- [Referring expression data]

== Segment start ==

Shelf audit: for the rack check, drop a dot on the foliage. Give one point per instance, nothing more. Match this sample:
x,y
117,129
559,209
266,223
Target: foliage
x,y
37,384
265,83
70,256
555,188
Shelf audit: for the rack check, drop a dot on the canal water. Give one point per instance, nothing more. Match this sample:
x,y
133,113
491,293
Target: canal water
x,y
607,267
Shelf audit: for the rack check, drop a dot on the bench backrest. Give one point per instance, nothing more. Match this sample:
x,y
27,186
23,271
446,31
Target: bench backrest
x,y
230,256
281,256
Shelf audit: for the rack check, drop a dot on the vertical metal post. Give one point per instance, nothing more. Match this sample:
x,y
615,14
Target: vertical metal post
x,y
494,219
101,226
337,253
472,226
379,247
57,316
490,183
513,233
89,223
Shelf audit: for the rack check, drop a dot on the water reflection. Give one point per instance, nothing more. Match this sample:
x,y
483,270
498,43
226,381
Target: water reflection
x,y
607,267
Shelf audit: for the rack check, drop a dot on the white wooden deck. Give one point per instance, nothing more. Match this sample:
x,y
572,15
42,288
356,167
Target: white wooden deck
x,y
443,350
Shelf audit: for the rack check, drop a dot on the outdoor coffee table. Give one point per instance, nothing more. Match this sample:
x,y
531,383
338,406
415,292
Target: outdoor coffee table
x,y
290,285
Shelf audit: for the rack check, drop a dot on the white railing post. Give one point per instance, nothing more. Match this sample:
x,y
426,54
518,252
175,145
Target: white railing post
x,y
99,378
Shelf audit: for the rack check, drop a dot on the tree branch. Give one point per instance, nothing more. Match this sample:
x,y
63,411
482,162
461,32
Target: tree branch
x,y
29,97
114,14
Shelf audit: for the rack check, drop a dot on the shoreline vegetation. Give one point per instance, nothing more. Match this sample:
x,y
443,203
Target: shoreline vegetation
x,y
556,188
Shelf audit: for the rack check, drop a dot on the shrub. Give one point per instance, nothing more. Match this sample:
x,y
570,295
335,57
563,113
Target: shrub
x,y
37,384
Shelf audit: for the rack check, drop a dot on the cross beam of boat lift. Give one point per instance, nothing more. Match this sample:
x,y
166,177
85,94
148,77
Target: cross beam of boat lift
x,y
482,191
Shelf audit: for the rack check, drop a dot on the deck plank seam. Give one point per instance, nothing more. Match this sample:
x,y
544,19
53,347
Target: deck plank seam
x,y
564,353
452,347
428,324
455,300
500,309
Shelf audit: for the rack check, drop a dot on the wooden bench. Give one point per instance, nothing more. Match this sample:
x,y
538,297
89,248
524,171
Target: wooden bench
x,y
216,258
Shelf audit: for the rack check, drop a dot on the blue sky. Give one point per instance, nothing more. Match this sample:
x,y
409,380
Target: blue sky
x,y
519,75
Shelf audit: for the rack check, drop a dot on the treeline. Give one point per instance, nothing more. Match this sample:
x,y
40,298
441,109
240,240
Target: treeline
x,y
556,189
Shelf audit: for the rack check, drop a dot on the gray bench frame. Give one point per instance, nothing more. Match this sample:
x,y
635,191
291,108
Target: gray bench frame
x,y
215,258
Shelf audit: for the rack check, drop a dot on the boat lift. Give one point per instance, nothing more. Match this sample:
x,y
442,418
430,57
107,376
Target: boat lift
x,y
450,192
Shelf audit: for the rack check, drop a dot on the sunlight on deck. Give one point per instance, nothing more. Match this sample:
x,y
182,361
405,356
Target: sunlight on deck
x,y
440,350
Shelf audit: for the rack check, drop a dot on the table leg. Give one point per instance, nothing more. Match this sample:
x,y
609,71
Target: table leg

== Segment end ==

Retype all the data exactly, line for line.

- [Worked solution]
Shelf audit: for the rack check, drop a dot on the foliage. Give one point per instance, nothing more. Match this sample:
x,y
117,129
559,209
266,223
Target: foliage
x,y
37,384
265,83
70,256
555,188
Shelf audit: for the rack check, drop a dot on the canal water. Give one point per instance, nothing more. Match this sample:
x,y
133,113
491,293
Target: canal water
x,y
607,267
Shelf audit: for the rack check, drop a dot on the bench backrest. Give one point per instance, nothing more. Match this sample:
x,y
27,186
23,271
446,31
Target: bench backrest
x,y
230,256
281,256
Shelf audit: for the rack check, drop a dot on the vertical metal post. Give one point per instance, nothing more. Match this sample:
x,y
615,14
Target: vertical metal post
x,y
494,219
101,226
337,253
472,226
379,247
57,316
490,183
513,233
89,223
Shelf audit: for the rack check, drop a dot on the water reflection. Give one point per instance, nothing more. Match this sample:
x,y
483,270
498,43
226,381
Target: water reflection
x,y
607,267
Shelf audit: for the rack check, drop a dot on the white wooden deck. Give one point per instance, nothing more. Match this sample:
x,y
572,15
42,288
356,167
Target: white wooden deck
x,y
443,350
Shelf audit: for the rack check, drop a dot on the outdoor coffee table. Give one point per instance, nothing more. Match this sample:
x,y
531,383
338,406
415,292
Target: outdoor coffee table
x,y
290,285
Shelf audit: for the rack check, drop a dot on the white railing post. Give one point per instance, nothing more. Match this sample:
x,y
426,54
518,252
175,145
Target: white railing post
x,y
99,378
Shelf audit: for the rack check, drop a dot on the tree branch. Give one point per instance, nothing more. Match this sample:
x,y
63,411
482,162
461,32
Target: tree branch
x,y
29,97
114,14
Shelf audit: for the rack check, drop a dot on the shoreline vegetation. Give one point per instance, nothing more. Match this sample:
x,y
443,203
Target: shoreline vegetation
x,y
556,188
Shelf audit: for the rack check, drop a dot on the shrub. Give one point per instance, nothing more. Match this sample:
x,y
570,295
335,57
563,113
Target: shrub
x,y
37,384
Shelf audit: for the rack check, drop a dot on the cross beam of boat lift. Give one point per instance, nothing more. Match this sample:
x,y
166,177
85,94
148,77
Target: cross beam of boat lift
x,y
482,191
Shelf audit: for the rack check, drop a dot on the deck plank seam. Give one point per instance, nothing more. Match this sample:
x,y
544,19
53,347
Target: deck plank seam
x,y
564,353
452,347
428,324
455,300
500,309
Shelf audit: for the rack check, drop a dot on the wooden bench. Give one point per instance, nothing more. Match this sample:
x,y
538,297
89,248
524,171
Target: wooden bench
x,y
216,258
Shelf audit: for the rack check, drop a dot on the blue sky. Give one point per instance, nothing more. Match this sample:
x,y
409,380
Target: blue sky
x,y
519,75
Shelf audit: for the rack check, drop a dot on the treeline. Give one point per instance, nothing more. Match this sample:
x,y
40,298
441,109
240,240
Target: treeline
x,y
556,189
Shelf audit: for the rack check, drop a dot on the gray bench frame. Give one point per instance, nothing more. Match this sample:
x,y
635,191
291,108
Target: gray bench frame
x,y
215,258
Shelf audit: for the rack check, drop a dot on the boat lift. Give one point per instance, nothing more. Match this sample:
x,y
442,418
430,57
107,376
Target: boat lift
x,y
450,192
Shelf audit: for the rack check, drop a dot on the sunlight on deck. Give one point per instance, nothing more. Match this sample:
x,y
182,361
405,356
Target: sunlight on deck
x,y
440,350
Shelf audit: for the rack check, drop a dot on the table leg. Give one point per instance, nothing more. Match this sample:
x,y
609,71
Target: table leg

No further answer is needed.